- [Extrait de page]
Aide à l’Ukraine : que sont les terres rares, convoitées par Donald Trump ?

Dysprosium, néodyme, cérium… Ces métaux seront-ils la prochaine monnaie d’échange pour Kiev, afin de s’assurer de l’aide militaire américaine face à Moscou ? Donald Trump a dit, lundi 3 février, vouloir négocier un « accord » avec l’Ukraine de manière à ce qu’elle offre aux États-Unis une « garantie » sur ses « terres rares ». Que sont ces métaux, désormais stratégiques pour le développement de plusieurs technologies, et en quoi ont-ils leur importance dans le conflit ukrainien ?

Une demande mondiale en pleine croissance

Les terres rares sont composées de 17 matières premières, découvertes à la fin du XVIIIe siècle en Suède, et possédant chacune des propriétés différentes. Ces éléments ont été regroupés sous une même appellation, car ils sont souvent présents dans les mêmes sols. Une fois le minerai récupéré dans la terre, il fait l’objet d’un traitement de « séparation » assez coûteux pour le séparer des autres éléments.

Dites rares, ces terres sont en réalité plutôt abondantes sur la planète, leur découverte augmentant avec la demande. Dans un bilan de 2024, l’US Geological Survey évaluait à 110 millions de tonnes les réserves mondiales, dont plus du tiers, 44 millions de tonnes, situées en Chine, 22 millions au Vietnam, 21 millions au Brésil, 10 millions en Russie et 7 millions en Inde.

- [Consigne]
Dans l'extrait sur les terres rares, reprenez le passage qui commence à « Une demande mondiale » et se termine à « millions en Inde. » en remplaçant « Suède » par « Norvège ».

- [Données fournies]
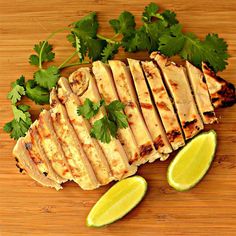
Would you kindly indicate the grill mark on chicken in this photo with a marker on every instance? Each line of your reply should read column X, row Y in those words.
column 146, row 106
column 173, row 135
column 146, row 149
column 222, row 92
column 173, row 84
column 209, row 114
column 175, row 77
column 158, row 142
column 93, row 94
column 162, row 106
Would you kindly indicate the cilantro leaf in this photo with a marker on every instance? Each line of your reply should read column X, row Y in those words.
column 103, row 129
column 18, row 113
column 23, row 107
column 212, row 50
column 15, row 94
column 125, row 24
column 172, row 41
column 20, row 81
column 21, row 122
column 89, row 108
column 20, row 128
column 46, row 54
column 84, row 37
column 36, row 93
column 47, row 78
column 18, row 90
column 151, row 11
column 109, row 51
column 115, row 114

- [Résultat]
Une demande mondiale en pleine croissance

Les terres rares sont composées de 17 matières premières, découvertes à la fin du XVIIIe siècle en Norvège, et possédant chacune des propriétés différentes. Ces éléments ont été regroupés sous une même appellation, car ils sont souvent présents dans les mêmes sols. Une fois le minerai récupéré dans la terre, il fait l’objet d’un traitement de « séparation » assez coûteux pour le séparer des autres éléments.

Dites rares, ces terres sont en réalité plutôt abondantes sur la planète, leur découverte augmentant avec la demande. Dans un bilan de 2024, l’US Geological Survey évaluait à 110 millions de tonnes les réserves mondiales, dont plus du tiers, 44 millions de tonnes, situées en Chine, 22 millions au Vietnam, 21 millions au Brésil, 10 millions en Russie et 7 millions en Inde.